◆ STUDY TEXT:
━━━━━━━━━━━━━━━━━━━━━━━━━━━━━━

Rylie Galvin patiently waited at the free-throw line for an inbounds play.

Then, with a burst of speed, she broke right, curled around a screen and drove hard to the basket.

The St. Laurence sophomore caught a zip pass from Mary Walsh and easily laid the ball in late in the second half.

Minutes later, Galvin calmly stepped to the free-throw line and swished back-to-back shots to ice the win in June at the four-week Shepard Summer League.

Oh, what a difference a year makes.

“The newness of it all has settled,” Galvin said. “Last year coming in as a freshman, my brain is going ‘Oh my God, these girls are four years older than me. I’m the youngest one here.’ Now, it’s settled down. It’s the same game no matter what age you are.”

Galvin’s calm heroics helped the Vikings claim a physical 36-31 victory over T.F. South.

Sure, it was just a summer league win, but for the third-year program, Coach George Shimko continued to see marked improvement in skill and pure numbers.

The Vikings fielded two teams at Shepard, the Black team led by seniors and the Gold team led by sophomores, with freshmen on both rosters.

“We split the girls up, the older kids and the younger kids, let them play varsity and see how it works,” Shimko said. “You’re starting to see the building of a nice program like we did at Queen of Peace with kids who just want to play basketball.”

With only one senior on the roster last year, St. Laurence finished 15-17 in the 2018-19 season, losing in a Class 3A regional final.

Returning everyone else on the roster to go with an influx of freshmen, another step forward as a program is certainly in the works.

However, for Walsh (St. Cajetan), a sophomore forward, she wants the team to stay in the moment and improve day to day through its busy summer schedule.

“We’ve gotten better and closer as a team,” Walsh said. “We can trust each other more. We know we can count on our teammates through anything. Our goal is to just play our best and see where it takes us. We want to have fun and play our game.”

With so much youth on the rosters, Galvin said the now-veteran sophomore class needs to step up into leadership roles.

“We know we need to be a role model for them,” Galvin said. “If we get out of control, the whole game could go that way. It doesn’t matter your age. You just need to stay in your game.”

Galvin (Mt. Greenwood) averaged 5.6 points, 3.4 rebounds, 2.1 assists and 1.8 assists during her freshman campaign.

Shimko said he’s seen plenty of growth from Galvin.

“Rylie was mature last year, but she was a freshman playing with varsity,” Shimko said. “She sat back a little. You see her leadership skills now.”

As for the incoming freshman class, Shimko said they have fit right in.

“They’re all basketball players,” Shimko said. “They’ve played a lot of basketball and understand the game. Our sophomores are great kids, too. They’re so coachable. They adjust. Their basketball IQ is so high.”

━━━━━━━━━━━━━━━━━━━━━━━━━━━━━━

◆ DATASET RECORDS:

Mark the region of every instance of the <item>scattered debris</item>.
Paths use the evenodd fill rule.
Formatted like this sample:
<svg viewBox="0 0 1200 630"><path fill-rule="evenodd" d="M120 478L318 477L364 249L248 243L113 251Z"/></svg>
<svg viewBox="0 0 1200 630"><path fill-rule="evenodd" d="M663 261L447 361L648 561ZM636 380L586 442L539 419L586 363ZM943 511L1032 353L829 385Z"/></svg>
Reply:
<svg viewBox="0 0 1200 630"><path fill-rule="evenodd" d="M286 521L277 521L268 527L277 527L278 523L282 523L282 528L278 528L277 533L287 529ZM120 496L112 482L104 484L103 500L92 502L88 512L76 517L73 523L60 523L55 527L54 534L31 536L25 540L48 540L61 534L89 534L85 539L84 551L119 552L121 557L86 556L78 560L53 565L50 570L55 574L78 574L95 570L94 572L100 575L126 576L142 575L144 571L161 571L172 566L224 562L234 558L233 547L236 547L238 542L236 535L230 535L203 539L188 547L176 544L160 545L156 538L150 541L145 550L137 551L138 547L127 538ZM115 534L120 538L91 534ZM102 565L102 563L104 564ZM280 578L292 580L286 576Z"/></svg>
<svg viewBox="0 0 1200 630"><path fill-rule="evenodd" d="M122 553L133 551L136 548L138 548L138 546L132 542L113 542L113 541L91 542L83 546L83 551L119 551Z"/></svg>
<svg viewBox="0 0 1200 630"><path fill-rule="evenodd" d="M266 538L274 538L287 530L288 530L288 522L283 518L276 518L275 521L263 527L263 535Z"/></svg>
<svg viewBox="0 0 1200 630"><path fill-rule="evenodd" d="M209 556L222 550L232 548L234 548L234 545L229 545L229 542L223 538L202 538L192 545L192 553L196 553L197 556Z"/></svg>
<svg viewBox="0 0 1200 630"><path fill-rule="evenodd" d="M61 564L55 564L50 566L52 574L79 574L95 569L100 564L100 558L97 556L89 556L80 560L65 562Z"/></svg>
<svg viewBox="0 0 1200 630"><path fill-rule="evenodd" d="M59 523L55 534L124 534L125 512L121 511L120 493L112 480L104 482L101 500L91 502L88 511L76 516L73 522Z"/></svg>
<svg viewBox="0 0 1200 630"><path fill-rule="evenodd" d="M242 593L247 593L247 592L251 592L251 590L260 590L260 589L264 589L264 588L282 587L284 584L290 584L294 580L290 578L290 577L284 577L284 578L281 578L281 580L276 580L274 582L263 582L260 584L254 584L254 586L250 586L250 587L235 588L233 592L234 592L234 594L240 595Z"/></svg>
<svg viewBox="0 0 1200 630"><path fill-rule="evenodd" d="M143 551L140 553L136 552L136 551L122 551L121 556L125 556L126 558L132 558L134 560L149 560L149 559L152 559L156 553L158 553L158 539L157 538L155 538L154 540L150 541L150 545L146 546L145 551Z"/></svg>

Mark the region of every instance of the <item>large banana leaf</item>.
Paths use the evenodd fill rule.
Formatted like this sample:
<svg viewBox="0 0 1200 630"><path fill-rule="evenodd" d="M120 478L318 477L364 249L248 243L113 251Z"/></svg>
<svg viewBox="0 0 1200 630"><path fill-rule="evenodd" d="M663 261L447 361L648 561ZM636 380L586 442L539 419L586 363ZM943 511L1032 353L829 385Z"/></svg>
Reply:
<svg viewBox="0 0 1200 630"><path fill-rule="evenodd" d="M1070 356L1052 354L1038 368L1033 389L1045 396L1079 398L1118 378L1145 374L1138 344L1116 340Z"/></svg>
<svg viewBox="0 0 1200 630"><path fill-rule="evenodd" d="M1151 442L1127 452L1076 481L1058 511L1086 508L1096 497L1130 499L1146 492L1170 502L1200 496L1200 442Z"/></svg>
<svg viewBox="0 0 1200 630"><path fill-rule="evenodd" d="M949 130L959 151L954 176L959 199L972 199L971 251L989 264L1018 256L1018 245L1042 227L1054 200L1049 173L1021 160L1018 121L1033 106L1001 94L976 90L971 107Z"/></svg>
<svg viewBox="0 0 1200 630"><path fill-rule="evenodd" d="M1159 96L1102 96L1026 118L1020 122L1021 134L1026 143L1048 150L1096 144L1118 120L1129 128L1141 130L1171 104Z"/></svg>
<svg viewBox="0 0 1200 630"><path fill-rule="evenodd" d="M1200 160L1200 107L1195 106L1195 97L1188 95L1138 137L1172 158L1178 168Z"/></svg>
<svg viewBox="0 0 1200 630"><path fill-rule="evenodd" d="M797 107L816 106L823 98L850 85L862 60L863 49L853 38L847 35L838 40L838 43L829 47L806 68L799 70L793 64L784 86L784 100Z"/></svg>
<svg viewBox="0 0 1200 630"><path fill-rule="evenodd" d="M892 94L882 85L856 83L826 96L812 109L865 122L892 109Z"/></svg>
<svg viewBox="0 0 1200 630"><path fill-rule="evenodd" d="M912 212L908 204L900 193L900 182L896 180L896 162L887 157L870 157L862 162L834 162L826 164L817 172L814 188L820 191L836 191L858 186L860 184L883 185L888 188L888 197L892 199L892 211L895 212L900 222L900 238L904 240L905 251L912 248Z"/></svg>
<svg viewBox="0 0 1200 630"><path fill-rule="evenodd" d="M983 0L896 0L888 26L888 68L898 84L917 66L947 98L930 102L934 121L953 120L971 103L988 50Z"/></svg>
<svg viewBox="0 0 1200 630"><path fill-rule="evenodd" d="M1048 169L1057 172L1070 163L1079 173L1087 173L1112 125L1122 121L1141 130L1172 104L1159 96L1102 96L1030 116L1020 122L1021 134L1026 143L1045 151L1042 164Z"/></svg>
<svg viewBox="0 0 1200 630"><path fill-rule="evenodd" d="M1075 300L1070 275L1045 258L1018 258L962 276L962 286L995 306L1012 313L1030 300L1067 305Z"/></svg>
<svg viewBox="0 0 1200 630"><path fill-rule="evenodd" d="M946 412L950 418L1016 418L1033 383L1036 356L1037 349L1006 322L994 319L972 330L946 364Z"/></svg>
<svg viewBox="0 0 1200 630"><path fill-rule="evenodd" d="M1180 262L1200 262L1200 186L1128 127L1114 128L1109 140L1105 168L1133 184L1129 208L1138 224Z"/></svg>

━━━━━━━━━━━━━━━━━━━━━━━━━━━━━━

◆ WHAT IS EXPECTED: From the article on the St. Laurence girls' basketball team, reproduce verbatim the passage that begins with "However, for Walsh" and ends after "growth from Galvin.".

◆ TASK SOLUTION:
However, for Walsh (St. Cajetan), a sophomore forward, she wants the team to stay in the moment and improve day to day through its busy summer schedule.

“We’ve gotten better and closer as a team,” Walsh said. “We can trust each other more. We know we can count on our teammates through anything. Our goal is to just play our best and see where it takes us. We want to have fun and play our game.”

With so much youth on the rosters, Galvin said the now-veteran sophomore class needs to step up into leadership roles.

“We know we need to be a role model for them,” Galvin said. “If we get out of control, the whole game could go that way. It doesn’t matter your age. You just need to stay in your game.”

Galvin (Mt. Greenwood) averaged 5.6 points, 3.4 rebounds, 2.1 assists and 1.8 assists during her freshman campaign.

Shimko said he’s seen plenty of growth from Galvin.